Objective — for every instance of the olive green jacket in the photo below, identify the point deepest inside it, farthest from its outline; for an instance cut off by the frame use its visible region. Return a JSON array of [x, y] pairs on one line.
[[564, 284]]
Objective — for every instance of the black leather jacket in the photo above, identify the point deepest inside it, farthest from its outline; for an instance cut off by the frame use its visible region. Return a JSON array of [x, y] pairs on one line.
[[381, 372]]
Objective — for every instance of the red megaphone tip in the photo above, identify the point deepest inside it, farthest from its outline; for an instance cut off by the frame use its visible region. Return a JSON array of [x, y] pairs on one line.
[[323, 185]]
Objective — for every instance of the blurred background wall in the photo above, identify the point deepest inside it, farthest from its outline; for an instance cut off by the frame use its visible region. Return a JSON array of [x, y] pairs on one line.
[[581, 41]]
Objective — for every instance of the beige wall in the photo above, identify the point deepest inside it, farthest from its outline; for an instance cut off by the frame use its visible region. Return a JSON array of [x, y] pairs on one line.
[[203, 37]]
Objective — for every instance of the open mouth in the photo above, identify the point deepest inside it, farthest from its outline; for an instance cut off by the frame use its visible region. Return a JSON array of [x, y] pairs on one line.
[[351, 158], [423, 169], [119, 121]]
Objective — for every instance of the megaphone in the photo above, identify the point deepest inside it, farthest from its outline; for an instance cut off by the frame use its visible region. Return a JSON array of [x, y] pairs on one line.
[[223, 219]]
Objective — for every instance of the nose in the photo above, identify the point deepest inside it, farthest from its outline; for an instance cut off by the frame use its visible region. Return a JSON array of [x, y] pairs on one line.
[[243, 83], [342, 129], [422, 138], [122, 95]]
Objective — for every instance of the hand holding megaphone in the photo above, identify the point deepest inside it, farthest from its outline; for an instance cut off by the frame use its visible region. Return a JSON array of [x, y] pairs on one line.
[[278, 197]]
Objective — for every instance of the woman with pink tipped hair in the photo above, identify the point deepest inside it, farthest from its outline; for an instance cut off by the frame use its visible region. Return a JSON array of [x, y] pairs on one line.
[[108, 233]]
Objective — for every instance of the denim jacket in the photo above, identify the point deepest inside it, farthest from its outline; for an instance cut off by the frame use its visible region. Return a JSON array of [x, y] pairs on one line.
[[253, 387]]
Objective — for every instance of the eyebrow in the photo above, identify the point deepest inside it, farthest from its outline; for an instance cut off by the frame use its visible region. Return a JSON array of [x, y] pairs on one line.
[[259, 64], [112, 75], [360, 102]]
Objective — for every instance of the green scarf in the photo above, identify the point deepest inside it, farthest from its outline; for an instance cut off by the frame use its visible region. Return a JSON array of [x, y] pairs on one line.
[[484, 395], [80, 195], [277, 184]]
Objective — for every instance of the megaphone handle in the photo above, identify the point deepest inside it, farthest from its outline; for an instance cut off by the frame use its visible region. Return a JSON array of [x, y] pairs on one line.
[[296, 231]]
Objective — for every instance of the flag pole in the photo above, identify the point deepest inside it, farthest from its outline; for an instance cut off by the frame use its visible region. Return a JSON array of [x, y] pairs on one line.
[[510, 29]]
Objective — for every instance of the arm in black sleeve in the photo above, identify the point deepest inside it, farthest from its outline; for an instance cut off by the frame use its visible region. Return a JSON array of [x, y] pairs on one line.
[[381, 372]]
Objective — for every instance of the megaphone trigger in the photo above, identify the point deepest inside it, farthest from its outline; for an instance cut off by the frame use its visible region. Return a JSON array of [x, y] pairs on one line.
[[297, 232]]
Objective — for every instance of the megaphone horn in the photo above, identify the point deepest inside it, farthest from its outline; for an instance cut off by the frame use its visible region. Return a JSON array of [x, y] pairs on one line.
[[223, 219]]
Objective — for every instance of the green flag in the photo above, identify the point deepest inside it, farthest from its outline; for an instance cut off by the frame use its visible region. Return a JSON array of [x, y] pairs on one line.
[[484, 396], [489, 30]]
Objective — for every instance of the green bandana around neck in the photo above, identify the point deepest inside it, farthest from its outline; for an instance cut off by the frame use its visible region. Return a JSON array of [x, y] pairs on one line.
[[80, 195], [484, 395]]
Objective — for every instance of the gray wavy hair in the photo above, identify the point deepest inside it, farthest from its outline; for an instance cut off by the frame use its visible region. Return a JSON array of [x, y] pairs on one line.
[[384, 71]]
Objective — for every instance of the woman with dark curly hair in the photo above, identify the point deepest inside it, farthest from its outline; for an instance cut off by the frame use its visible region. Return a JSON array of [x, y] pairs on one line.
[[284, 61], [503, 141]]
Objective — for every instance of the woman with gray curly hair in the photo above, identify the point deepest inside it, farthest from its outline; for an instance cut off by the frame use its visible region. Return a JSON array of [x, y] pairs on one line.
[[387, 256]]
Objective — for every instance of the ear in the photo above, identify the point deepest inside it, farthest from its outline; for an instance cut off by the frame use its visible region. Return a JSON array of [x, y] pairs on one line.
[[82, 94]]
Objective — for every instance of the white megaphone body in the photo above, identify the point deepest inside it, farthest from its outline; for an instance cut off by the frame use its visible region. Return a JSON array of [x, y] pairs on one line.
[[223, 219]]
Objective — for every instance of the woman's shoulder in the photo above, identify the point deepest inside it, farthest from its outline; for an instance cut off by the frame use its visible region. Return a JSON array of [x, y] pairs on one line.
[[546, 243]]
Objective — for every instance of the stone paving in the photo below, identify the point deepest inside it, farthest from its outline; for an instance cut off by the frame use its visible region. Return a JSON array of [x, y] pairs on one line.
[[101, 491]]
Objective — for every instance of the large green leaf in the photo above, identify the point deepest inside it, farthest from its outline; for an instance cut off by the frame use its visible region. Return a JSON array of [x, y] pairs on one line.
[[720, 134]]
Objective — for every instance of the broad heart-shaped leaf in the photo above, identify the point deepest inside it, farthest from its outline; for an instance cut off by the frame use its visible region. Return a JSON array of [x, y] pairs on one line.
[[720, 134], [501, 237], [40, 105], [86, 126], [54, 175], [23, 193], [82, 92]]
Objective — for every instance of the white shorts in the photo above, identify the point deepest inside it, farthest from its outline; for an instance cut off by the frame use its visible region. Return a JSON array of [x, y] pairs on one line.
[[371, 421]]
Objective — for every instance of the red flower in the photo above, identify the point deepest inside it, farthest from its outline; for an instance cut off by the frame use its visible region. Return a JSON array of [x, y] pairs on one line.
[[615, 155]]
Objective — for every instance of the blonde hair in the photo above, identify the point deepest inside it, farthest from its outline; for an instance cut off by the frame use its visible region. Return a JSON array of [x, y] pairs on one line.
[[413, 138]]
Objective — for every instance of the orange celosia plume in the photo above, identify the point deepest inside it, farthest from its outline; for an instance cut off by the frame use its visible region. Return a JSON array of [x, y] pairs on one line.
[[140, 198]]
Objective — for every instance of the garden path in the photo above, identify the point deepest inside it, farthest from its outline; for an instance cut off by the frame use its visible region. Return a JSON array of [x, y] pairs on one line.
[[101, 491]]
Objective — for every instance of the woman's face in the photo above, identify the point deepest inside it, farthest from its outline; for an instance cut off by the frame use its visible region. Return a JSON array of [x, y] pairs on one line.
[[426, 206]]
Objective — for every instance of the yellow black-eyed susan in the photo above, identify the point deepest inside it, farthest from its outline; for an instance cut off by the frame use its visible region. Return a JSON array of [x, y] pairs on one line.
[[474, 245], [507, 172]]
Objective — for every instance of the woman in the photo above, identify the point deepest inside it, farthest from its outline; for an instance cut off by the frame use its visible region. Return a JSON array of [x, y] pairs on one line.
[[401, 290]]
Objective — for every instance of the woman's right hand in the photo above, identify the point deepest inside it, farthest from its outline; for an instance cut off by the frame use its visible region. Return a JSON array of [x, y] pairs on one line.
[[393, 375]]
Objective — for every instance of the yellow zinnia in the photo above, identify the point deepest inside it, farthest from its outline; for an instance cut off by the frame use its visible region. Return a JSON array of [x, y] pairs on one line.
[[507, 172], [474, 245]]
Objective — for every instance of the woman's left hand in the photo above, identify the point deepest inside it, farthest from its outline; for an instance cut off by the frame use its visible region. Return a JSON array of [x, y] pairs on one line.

+--

Update everything in the material from the line containing "Objective — for every instance of the white megaphone" down to the line containing "[[413, 138]]", both included: replace "farthest from its outline" with "most distant from its outline" and leave everything else unchanged. Return only those lines.

Objective — for every instance of the white megaphone body in the photo above, identify the point deepest inside it, most distant from its outline; for an instance cut off by the frame use its visible region. Return a JSON array of [x, y] pairs on one line.
[[223, 219]]
Objective — for every instance of the woman's shoulder in the photo above, identify the point deepest inside it, most distant from its outline; for an instance cut off by the frame use its visible region. Return a JSON array of [x, y] pairs on one line.
[[546, 243]]
Objective — for every instance of the stone paving in the photo below, identify the point deepest inside it, most distant from its outline; for an instance cut off by the frame use its visible region. Return a JSON array of [x, y] pairs on one line.
[[101, 491]]
Objective — for every instance of the large green leaf in the photo above, identify the point deepest inside it, most distant from its outline; for an instance cut off by the frame use its visible region. Return a JSON array of [x, y] pairs on one line.
[[720, 134]]
Objective — for every instance of the broad heart-shaped leaf in the photo above, identify the point deepest inside it, most distant from its outline; for an instance cut off by the frame use its visible region. Return a JSON array of [x, y] pairs on one line.
[[720, 134], [501, 237], [40, 105], [86, 126], [54, 175], [23, 193], [82, 92]]
Objective — for every instance of the white shorts in the photo above, identify the point deepest inside it, most distant from its outline; for an instance cut off by the frame use its visible region. Return a JSON array of [x, y] pairs on one line.
[[371, 421]]
Objective — for every instance of the red flower in the photo above, identify the point deepest inside it, most distant from its outline; for an instance cut off by the frame use its visible region. Return a JSON array of [x, y] pairs on one line.
[[615, 155]]
Objective — for every instance of the blonde hair in the photo above, identify the point deepest inside it, most distant from its outline; for an instance cut off by the frame use its visible region. Return a JSON array of [x, y] pairs on one line.
[[413, 138]]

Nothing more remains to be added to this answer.